**TO DO**
A) In the dart frog thread, condense the paragraph that begins "I only keep darts" into a short bulleted list that keeps its main facts.
B) Reproduce word for word the part of the dart frog thread starting with "I love the very" and going on through "in my profile.".
C) Take the dart frog thread further, writing what comes next after its final post.

**GIVEN TEXT**

# Frogs & Toads > Dart Frogs (Dendrobatidae) > Gallery for Dart Frogs >  Dart pics

## nx2ured

Since I am new here, I thought I'd post some pics of a few of my babies. Hope you enjoy!

----------


## Alex Shepack

Love the terribilis.  Definitely one of my favorite species of darts.  I'm off to Costa Rica on Thursday.  I'll have to get some pics of the pumilios down there, they are absolutely stunning.

Alex

----------


## Kurt

I love the very first tinc. I get all confused over the names of all the different colour morphs of _Dendrobates tinctorius_. What kind is it?
Are darts all that you keep?
I have 3 myself, two "azureus" and one Suriname cobalt tinc. Plus twenty other frogs, some of which can be seen in my profile.

----------


## nx2ured

Hi Kurt,
I only keep darts, and most of those are Tincs. The one in the first pic is an oyapock (one of the dwarf tincs). Man, you have tons of frogs huh? Where do you find time for all of those? I had lots more and decided to focus on tnhe larger Tincs because they are much bolder than other darts.

----------


## Kurt

Thankfully they are not as much work as darts. I also have 15 snakes, 1 lizard, 2 turtles, 4 salamanders, 11 fish, and 5 scorpions.

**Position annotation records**

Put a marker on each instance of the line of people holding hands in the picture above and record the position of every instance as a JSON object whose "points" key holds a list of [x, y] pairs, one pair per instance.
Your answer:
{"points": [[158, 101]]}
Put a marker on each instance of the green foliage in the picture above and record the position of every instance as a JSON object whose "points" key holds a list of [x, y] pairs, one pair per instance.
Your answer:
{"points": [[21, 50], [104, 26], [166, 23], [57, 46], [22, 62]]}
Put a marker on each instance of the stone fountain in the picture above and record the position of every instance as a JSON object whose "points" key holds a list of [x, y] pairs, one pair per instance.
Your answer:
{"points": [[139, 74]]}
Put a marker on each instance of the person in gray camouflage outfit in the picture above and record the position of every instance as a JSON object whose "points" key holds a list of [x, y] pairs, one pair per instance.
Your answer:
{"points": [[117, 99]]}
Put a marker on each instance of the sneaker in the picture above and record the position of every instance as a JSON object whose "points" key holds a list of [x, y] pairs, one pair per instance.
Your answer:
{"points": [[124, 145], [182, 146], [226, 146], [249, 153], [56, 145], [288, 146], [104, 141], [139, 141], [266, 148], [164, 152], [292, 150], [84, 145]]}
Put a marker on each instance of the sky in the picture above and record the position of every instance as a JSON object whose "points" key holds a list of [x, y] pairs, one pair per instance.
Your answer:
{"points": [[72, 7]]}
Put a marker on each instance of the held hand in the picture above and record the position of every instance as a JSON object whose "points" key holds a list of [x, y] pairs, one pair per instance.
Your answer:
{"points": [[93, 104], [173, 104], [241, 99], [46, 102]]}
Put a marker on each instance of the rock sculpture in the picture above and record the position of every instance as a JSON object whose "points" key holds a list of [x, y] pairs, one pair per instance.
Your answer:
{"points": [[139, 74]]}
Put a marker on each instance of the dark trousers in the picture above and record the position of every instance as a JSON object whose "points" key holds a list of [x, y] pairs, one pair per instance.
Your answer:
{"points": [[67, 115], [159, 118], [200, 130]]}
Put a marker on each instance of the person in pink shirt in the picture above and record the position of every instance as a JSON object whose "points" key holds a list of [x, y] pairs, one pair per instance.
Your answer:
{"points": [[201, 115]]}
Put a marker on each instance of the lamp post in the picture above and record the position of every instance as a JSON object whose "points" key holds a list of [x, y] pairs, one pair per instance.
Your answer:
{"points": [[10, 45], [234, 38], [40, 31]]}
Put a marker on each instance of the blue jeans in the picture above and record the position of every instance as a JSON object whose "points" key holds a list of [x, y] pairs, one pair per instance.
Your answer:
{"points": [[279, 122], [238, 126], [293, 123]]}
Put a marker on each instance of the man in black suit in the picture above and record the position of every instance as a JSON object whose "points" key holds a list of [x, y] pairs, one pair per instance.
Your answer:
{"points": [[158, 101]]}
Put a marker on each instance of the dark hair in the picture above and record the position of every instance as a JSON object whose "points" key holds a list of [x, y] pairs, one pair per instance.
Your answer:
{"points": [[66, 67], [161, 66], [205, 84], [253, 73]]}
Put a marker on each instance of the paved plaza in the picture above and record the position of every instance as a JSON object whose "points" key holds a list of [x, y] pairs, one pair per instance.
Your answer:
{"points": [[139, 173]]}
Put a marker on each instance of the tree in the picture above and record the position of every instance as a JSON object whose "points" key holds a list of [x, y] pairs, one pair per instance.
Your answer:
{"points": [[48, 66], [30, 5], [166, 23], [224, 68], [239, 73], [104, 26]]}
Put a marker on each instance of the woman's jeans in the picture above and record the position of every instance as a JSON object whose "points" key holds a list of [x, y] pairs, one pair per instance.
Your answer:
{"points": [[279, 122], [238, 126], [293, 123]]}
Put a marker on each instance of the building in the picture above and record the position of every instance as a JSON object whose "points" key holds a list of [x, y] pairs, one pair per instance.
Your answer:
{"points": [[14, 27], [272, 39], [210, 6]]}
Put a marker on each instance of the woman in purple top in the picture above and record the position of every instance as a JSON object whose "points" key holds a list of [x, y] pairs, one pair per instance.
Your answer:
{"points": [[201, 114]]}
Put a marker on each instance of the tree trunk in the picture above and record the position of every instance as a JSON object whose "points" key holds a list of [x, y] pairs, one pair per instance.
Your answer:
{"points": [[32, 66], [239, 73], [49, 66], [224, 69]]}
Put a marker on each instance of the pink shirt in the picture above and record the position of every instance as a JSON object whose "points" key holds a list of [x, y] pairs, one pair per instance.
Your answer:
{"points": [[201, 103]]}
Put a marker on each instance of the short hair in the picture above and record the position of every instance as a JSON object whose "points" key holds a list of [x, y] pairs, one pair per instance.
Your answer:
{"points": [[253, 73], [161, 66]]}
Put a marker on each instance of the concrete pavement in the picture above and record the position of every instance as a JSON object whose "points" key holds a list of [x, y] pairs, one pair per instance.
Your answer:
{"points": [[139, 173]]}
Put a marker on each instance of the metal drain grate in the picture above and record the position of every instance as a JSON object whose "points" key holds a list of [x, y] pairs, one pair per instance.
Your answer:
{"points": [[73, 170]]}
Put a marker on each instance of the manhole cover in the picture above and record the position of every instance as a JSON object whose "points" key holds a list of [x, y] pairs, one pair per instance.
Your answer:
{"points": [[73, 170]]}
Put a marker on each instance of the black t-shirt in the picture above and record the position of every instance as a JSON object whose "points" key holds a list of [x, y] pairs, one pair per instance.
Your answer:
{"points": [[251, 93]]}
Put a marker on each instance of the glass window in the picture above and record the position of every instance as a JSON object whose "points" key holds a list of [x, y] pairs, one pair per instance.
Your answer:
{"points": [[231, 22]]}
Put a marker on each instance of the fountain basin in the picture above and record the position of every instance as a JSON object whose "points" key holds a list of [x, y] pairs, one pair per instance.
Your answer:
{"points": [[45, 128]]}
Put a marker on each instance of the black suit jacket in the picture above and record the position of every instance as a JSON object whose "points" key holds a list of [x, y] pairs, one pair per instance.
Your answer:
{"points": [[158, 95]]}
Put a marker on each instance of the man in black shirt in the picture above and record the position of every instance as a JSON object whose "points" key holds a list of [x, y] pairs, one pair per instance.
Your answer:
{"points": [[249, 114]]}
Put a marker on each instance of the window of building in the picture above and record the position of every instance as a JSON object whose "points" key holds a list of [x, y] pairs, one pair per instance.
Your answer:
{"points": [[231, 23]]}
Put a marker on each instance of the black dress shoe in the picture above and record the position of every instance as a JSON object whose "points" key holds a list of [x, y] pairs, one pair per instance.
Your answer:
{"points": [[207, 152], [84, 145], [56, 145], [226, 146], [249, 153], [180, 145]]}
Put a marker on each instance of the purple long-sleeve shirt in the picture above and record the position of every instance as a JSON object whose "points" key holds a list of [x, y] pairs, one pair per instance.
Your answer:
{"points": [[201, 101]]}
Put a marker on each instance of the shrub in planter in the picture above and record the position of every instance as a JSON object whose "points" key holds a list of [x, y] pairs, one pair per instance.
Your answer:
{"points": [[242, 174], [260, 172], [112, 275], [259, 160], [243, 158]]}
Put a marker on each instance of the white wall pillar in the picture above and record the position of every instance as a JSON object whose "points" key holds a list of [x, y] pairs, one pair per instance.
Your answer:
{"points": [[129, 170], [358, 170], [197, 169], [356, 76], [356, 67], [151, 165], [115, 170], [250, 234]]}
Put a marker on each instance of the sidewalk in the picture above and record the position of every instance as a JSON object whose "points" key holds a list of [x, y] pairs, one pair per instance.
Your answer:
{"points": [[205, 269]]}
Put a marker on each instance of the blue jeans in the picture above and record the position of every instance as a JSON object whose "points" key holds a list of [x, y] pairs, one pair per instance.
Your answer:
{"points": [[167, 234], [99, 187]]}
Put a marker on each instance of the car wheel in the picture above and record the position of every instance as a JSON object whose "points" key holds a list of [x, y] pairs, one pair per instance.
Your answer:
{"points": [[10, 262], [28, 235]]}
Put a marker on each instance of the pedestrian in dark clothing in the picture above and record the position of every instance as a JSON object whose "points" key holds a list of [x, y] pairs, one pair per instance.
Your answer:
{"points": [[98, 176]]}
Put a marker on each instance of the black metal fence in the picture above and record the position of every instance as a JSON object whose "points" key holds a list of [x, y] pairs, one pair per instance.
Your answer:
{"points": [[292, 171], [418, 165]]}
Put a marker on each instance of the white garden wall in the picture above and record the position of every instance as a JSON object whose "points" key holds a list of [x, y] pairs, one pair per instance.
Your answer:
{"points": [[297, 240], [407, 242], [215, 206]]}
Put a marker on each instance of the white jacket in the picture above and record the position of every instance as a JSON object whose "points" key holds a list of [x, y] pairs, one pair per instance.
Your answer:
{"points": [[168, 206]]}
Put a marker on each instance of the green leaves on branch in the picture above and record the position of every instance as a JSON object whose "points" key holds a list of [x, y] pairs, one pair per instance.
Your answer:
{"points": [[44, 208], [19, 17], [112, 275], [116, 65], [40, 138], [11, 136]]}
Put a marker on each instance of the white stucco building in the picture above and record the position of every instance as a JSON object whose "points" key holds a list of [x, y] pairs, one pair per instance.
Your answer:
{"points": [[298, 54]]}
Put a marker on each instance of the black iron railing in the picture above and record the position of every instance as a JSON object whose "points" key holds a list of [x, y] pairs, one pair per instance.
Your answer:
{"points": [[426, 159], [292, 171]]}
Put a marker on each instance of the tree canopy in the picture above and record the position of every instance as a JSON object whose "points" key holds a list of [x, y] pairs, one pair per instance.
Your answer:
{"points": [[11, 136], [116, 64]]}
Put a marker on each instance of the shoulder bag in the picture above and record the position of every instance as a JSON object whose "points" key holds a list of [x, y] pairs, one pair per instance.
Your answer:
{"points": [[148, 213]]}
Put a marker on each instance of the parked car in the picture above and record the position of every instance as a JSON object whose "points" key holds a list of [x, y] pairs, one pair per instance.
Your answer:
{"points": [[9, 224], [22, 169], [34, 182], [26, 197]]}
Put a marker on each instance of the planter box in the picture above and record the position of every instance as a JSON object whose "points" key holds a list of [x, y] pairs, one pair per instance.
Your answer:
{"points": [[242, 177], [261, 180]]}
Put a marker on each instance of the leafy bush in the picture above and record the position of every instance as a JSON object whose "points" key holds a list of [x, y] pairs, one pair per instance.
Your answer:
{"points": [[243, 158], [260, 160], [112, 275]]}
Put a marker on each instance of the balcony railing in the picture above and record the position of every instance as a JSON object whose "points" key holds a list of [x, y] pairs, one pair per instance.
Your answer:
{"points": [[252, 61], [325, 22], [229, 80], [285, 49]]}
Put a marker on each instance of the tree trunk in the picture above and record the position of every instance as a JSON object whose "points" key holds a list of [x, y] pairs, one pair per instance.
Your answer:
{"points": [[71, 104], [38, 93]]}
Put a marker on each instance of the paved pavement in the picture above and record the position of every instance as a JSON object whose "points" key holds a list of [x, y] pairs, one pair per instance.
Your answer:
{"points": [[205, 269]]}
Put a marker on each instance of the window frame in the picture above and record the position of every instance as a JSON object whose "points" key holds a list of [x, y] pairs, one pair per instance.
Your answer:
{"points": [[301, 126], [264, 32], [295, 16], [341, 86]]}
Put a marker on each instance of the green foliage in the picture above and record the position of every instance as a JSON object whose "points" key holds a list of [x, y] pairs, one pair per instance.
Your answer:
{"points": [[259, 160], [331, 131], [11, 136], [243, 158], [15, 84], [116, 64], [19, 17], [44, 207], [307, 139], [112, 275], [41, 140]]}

**EXPECTED OUTPUTS**
A)
- Keeps only dart frogs, mostly Tincs.
- The frog in the first picture is an oyapock, one of the dwarf tincs.
- Asks Kurt how he finds time for so many frogs.
- Used to have many more, but now focuses on the larger Tincs because they are much bolder than other darts.

B)
I love the very first tinc. I get all confused over the names of all the different colour morphs of _Dendrobates tinctorius_. What kind is it?
Are darts all that you keep?
I have 3 myself, two "azureus" and one Suriname cobalt tinc. Plus twenty other frogs, some of which can be seen in my profile.

C)
----------


## nx2ured

Goodness, darts are about the easiest thing I have ever kept and I am even a bit anal about it. I wipe my glass down once a week (because I like to have a clear view), spray once or twice a week, and feed daily/every other day depending on the season. Much easier than a lot of other pets! LOL What are the requirements for some of your frogs?

----------


## Kurt

I feed most of my frogs one a week, more if they seem to need it. I also keep the enclosures as simple as possible, plastic plants, paper town or sphagnum substrates. I use a lot of plastic "critter keepers", a few glass aquariums, and some Rubbermaid boxes.
I find treefrogs (the biggest groups of frogs I keep) need good ventilation, so no Rubbermaid boxes or glass tops for them. Most of the treefrogs are kept on paper towels, with a few exceptions on sphagnum. Once a day all "open air" enclosures are sprayed down with distilled water.
I keep the fire-bellied toad in Rubbermaid boxes with water about two inches deep. There are plastic plants and foam trays to rest on. I feed them outside their enclosures, crickets drown too easily.
Terrestrail frogs are kept on sphagnum. So this would be all my Bufonids, dart frogs, and Microhylids. Salamanders are also kept this way.

Here is the complete list of my amphibians
1 _Ambystoma tigrinum mavortium_, barred tiger salamander
1 _Ambystoma tigrinum melanostictum_, blotched tiger salamander
2 _Tylototriton shanjing_, emperor newt

5 _Bombina orientalis_, fire-bellied toad 
1 _Ollotis alvaria_ , Colorado River toad
1 _Anaxyrus debilis_ insidior, western green toad (my avatar)
3 _Dendrobates tinctorius_, dyeing poison dart frog (two azureus, one cobalt)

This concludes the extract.